[START OF SELECTED PASSAGE]

The Toilet Paper

An industrial evaluation of unit test generation: Finding real faults in a financial application

Why write tests if you can let a computer write them for you?

Some old Dutch banknotes with a ladybug on one of the notes
It’s not exactly a Monet, but… money doesn’t smell

Writing tests isn’t something that many developers enjoy, and clients generally don’t like spending money on testing either. Could we try to automate it? Almasi, Hemmati, Fraser, Arcuri, and Benefelds compared two unit test generation tools for Java, and conclude that while they do work, you’ll still have to write tests manually for now.

Why it matters


Testing is an important part of software development – unfortunately it’s also something that not all developers are good at.

Automated test generation could solve that problem. Researchers have introduced and studied the effectiveness of such tools for open source projects, but it’s not clear for industrial systems.

This study therefore aims to provide evidence of the effectiveness of automated test generation tools on commercially developed software.

How the study was conducted


The authors used LifeCalc, a medium-sized life insurance and pensions software application, as the subject of study. More specifically, the authors studied 25 faults that have been identified and remedied in the past by LifeCalc’s developers.

[END OF SELECTED PASSAGE]
[START OF MATERIAL PROVIDED]

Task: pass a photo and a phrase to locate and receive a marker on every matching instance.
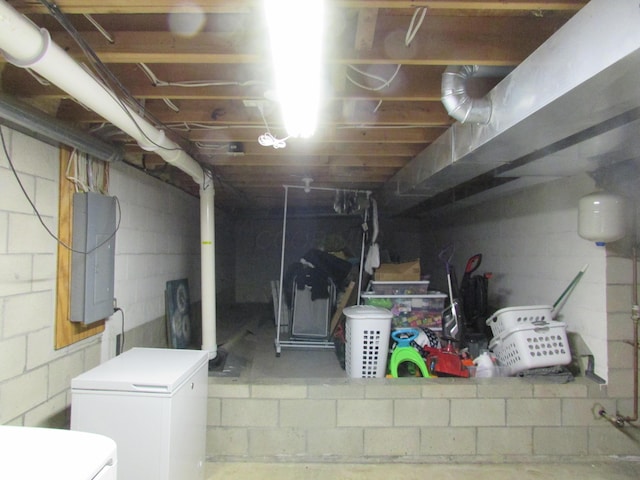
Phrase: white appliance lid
(152, 370)
(28, 453)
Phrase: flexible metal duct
(25, 45)
(456, 99)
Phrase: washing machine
(28, 453)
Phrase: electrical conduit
(25, 45)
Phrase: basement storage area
(498, 259)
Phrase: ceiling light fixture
(296, 33)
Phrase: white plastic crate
(508, 319)
(529, 347)
(367, 341)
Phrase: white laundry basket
(367, 336)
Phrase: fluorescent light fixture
(296, 31)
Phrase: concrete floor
(246, 333)
(615, 470)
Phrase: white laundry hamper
(367, 341)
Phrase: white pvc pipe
(208, 268)
(25, 45)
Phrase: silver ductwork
(457, 101)
(572, 106)
(31, 121)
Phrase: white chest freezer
(153, 403)
(28, 453)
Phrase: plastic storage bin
(532, 346)
(411, 303)
(367, 341)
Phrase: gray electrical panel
(93, 257)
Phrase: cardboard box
(394, 272)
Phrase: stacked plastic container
(367, 341)
(527, 337)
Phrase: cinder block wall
(34, 378)
(158, 241)
(412, 420)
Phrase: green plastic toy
(404, 352)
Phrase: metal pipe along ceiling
(25, 45)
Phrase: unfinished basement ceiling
(371, 136)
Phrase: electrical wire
(99, 27)
(37, 213)
(156, 82)
(107, 78)
(414, 26)
(267, 139)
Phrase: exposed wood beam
(231, 113)
(246, 6)
(366, 29)
(447, 41)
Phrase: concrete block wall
(411, 420)
(529, 241)
(158, 241)
(34, 377)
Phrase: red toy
(445, 361)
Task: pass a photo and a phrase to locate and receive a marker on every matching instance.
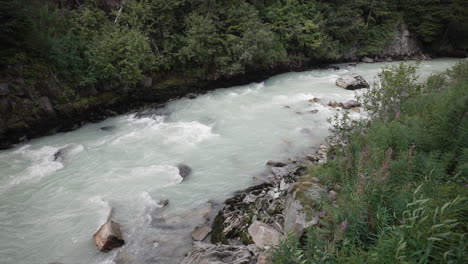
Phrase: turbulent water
(50, 208)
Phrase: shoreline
(50, 119)
(253, 220)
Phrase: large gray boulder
(403, 44)
(108, 236)
(204, 253)
(201, 233)
(184, 170)
(350, 104)
(264, 235)
(302, 206)
(352, 82)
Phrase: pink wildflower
(344, 224)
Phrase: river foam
(50, 208)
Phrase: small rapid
(51, 204)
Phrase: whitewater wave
(42, 164)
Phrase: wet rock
(46, 105)
(356, 109)
(235, 217)
(403, 44)
(367, 60)
(276, 163)
(4, 90)
(163, 203)
(333, 104)
(264, 258)
(60, 155)
(146, 82)
(4, 105)
(302, 206)
(201, 233)
(191, 96)
(107, 128)
(204, 253)
(352, 82)
(108, 236)
(263, 235)
(307, 131)
(184, 170)
(350, 104)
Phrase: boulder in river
(302, 205)
(107, 128)
(204, 253)
(61, 153)
(350, 104)
(263, 235)
(276, 163)
(352, 82)
(108, 236)
(201, 233)
(333, 104)
(184, 170)
(367, 60)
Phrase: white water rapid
(49, 208)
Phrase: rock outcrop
(350, 104)
(204, 253)
(108, 236)
(403, 44)
(263, 235)
(255, 219)
(302, 204)
(201, 233)
(184, 170)
(352, 82)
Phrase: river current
(49, 208)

[END OF MATERIAL PROVIDED]

[STATED PROBLEM A]
Repeat the passage of the test generation summary between "An industrial evaluation" and "them for you?", inclusive.
[STATED PROBLEM B]
According to the test generation summary, what kind of software is LifeCalc?
The listing is separate material from the test generation summary.

[EXPECTED OUTPUT A]
An industrial evaluation of unit test generation: Finding real faults in a financial application

Why write tests if you can let a computer write them for you?

[EXPECTED OUTPUT B]
A medium-sized life insurance and pensions software application.